**Problem to solve**
Format the data below, from the line containing "like [280, 103]." through the end of the data, both ends included, as a Markdown table with the columns Row and Line, one row per nonblank line. Leave the pictures out.

**Provided entries**
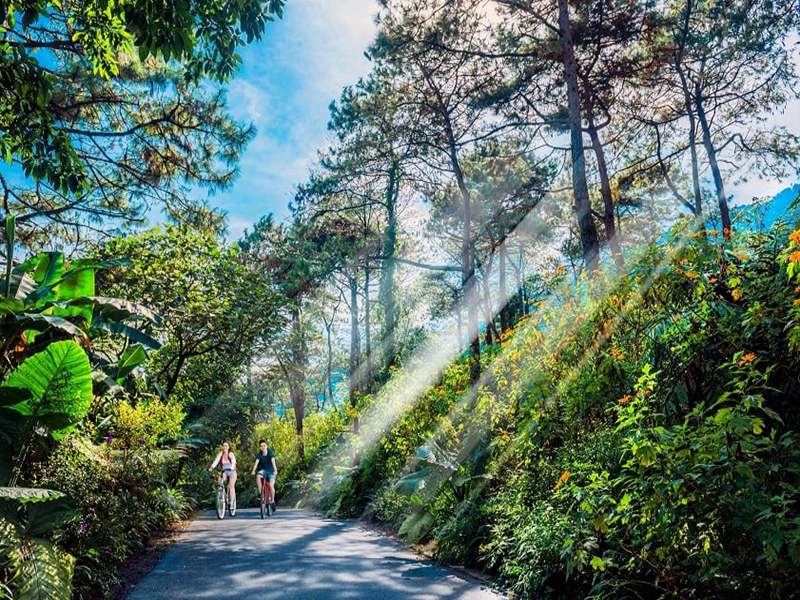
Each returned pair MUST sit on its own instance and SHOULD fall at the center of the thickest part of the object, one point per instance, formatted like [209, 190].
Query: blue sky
[284, 88]
[286, 85]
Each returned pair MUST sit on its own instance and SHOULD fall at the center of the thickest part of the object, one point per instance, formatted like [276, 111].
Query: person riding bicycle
[227, 462]
[267, 470]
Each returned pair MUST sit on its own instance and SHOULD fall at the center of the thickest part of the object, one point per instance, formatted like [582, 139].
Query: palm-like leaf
[38, 569]
[59, 380]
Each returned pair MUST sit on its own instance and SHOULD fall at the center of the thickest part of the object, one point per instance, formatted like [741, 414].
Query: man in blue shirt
[267, 469]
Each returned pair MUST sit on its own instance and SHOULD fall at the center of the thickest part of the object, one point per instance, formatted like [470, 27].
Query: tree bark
[605, 188]
[712, 162]
[296, 381]
[504, 324]
[387, 284]
[355, 347]
[367, 333]
[582, 204]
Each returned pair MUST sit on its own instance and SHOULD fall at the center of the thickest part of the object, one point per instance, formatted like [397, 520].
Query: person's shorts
[270, 475]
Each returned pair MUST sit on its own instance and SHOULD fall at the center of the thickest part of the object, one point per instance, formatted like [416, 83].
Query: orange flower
[749, 357]
[564, 476]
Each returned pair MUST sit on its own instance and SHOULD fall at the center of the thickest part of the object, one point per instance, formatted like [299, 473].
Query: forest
[519, 315]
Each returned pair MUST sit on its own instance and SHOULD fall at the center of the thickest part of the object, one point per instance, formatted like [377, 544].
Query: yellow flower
[564, 476]
[749, 357]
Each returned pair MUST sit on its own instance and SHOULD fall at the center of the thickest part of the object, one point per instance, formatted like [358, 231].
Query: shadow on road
[296, 554]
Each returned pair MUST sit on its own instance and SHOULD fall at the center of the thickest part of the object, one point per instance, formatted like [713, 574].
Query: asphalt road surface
[296, 554]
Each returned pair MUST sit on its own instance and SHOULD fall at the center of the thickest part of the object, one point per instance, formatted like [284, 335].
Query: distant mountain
[762, 215]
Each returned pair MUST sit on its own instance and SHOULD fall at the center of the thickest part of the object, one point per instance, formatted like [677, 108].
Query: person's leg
[232, 488]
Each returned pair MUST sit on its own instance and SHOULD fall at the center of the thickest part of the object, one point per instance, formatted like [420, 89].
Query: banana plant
[51, 389]
[45, 295]
[37, 568]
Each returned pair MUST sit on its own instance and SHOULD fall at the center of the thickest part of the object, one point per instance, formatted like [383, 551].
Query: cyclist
[267, 469]
[227, 462]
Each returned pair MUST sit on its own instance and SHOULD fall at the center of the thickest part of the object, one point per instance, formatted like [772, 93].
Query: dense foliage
[635, 439]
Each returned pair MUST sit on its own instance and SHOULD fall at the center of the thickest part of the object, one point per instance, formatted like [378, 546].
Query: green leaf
[11, 224]
[130, 359]
[60, 382]
[132, 334]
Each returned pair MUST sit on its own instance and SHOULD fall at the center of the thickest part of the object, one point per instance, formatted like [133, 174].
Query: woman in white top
[227, 462]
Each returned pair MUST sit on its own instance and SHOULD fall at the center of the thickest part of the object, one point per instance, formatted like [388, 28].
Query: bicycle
[266, 506]
[222, 501]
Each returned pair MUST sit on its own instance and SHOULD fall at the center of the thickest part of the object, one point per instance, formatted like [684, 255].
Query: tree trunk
[355, 347]
[330, 363]
[580, 187]
[504, 324]
[387, 284]
[605, 190]
[687, 98]
[297, 377]
[712, 162]
[460, 325]
[468, 279]
[367, 333]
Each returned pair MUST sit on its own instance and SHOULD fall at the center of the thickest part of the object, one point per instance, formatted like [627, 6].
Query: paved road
[297, 554]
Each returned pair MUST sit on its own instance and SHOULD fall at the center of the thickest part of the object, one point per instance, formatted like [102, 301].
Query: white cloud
[285, 87]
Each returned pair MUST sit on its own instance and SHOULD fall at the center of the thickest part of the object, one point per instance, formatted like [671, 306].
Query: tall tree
[94, 125]
[438, 88]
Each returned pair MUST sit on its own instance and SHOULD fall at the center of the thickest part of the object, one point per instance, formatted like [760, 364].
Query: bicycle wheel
[220, 502]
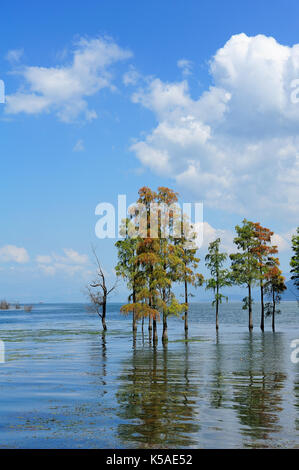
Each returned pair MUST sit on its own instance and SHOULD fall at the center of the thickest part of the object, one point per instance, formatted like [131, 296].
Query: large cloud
[236, 147]
[64, 89]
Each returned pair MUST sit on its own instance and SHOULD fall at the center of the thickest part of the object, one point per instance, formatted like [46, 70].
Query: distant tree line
[152, 265]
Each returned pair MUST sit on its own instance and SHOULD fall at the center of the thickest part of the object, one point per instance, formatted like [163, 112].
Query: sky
[102, 98]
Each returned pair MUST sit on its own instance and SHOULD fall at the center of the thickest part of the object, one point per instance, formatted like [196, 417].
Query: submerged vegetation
[4, 305]
[158, 251]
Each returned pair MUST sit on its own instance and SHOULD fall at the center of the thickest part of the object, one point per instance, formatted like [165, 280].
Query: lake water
[66, 385]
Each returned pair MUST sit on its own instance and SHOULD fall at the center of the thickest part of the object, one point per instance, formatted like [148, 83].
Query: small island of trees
[158, 251]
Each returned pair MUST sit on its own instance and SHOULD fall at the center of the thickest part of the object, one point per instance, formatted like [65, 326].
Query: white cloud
[13, 253]
[207, 234]
[79, 146]
[131, 77]
[14, 55]
[186, 66]
[64, 89]
[237, 146]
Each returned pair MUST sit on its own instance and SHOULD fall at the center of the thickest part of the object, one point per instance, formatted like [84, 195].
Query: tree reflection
[258, 387]
[157, 399]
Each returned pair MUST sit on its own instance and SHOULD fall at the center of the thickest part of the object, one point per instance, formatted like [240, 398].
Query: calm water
[64, 384]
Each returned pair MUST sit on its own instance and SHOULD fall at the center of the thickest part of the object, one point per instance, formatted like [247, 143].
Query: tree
[263, 250]
[127, 268]
[245, 269]
[274, 286]
[167, 217]
[189, 265]
[98, 298]
[295, 260]
[220, 276]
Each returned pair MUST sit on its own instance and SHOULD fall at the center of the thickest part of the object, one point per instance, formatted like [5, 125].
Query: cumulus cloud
[13, 253]
[131, 77]
[236, 147]
[186, 66]
[65, 89]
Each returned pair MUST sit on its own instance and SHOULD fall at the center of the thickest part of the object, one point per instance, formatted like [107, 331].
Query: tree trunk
[134, 314]
[273, 312]
[150, 327]
[250, 324]
[155, 334]
[165, 333]
[104, 314]
[262, 308]
[217, 307]
[186, 302]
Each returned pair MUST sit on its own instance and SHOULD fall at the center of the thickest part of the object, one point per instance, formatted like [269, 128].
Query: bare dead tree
[98, 292]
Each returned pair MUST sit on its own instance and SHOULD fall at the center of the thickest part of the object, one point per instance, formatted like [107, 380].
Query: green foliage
[215, 261]
[295, 259]
[245, 265]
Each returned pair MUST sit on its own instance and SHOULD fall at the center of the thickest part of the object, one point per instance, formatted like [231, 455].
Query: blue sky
[105, 97]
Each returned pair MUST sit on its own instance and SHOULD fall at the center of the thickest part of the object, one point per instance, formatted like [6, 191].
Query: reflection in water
[258, 387]
[296, 395]
[157, 399]
[218, 379]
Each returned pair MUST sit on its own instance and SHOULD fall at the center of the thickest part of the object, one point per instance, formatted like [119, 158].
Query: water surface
[66, 385]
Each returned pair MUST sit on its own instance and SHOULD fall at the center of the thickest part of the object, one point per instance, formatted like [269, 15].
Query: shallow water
[66, 385]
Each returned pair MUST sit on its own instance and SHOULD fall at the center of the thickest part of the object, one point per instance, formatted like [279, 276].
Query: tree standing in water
[295, 260]
[245, 270]
[220, 276]
[274, 287]
[98, 298]
[263, 250]
[127, 267]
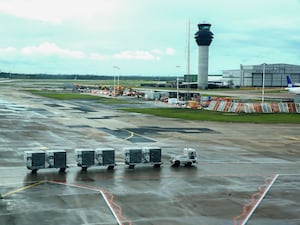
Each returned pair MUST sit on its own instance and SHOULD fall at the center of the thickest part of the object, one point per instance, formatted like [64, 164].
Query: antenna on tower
[188, 50]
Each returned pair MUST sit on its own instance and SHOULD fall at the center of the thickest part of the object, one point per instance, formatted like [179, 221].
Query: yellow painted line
[131, 135]
[22, 189]
[295, 138]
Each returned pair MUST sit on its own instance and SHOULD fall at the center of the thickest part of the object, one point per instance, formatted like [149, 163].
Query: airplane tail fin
[289, 81]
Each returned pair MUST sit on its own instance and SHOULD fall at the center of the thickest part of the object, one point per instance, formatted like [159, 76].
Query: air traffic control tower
[203, 38]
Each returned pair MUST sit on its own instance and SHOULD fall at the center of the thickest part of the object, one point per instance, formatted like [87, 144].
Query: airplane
[292, 87]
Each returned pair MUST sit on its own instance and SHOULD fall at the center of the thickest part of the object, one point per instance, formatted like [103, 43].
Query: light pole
[263, 84]
[177, 85]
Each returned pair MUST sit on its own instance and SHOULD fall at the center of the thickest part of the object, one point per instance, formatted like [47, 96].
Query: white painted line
[259, 201]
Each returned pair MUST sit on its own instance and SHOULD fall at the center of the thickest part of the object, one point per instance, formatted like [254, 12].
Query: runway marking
[121, 219]
[256, 199]
[22, 189]
[294, 138]
[131, 135]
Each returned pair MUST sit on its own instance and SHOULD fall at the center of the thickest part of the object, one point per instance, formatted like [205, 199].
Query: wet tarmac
[236, 164]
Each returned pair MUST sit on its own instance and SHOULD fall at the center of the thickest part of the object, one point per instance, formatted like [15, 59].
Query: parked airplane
[292, 87]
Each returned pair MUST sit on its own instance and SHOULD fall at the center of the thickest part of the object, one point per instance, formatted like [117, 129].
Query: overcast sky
[144, 37]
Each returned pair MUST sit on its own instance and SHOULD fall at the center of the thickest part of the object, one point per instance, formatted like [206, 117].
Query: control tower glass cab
[204, 36]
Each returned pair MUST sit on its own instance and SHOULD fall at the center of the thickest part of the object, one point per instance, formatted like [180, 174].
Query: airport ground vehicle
[146, 155]
[188, 158]
[99, 157]
[36, 160]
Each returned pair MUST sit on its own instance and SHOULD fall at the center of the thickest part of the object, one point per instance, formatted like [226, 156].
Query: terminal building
[252, 75]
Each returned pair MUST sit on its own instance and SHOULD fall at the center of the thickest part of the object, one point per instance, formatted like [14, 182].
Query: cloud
[139, 55]
[8, 50]
[154, 54]
[55, 11]
[47, 48]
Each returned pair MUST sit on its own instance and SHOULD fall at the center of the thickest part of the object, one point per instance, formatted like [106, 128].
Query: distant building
[252, 75]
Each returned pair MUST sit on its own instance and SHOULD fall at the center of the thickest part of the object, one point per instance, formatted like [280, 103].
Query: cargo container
[146, 155]
[35, 160]
[99, 157]
[57, 159]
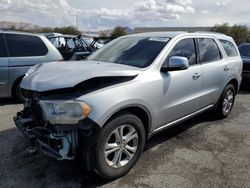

**Task result**
| Row | Line |
|---|---|
| 1 | Each returned pair MUST sit on its own instance and SHOULD fall at the center of the thickest part of the object, one point per instance, formatted like [280, 103]. |
| 2 | Query: cargo container |
| 3 | [146, 155] |
| 4 | [35, 160] |
| 5 | [99, 157] |
| 6 | [57, 159] |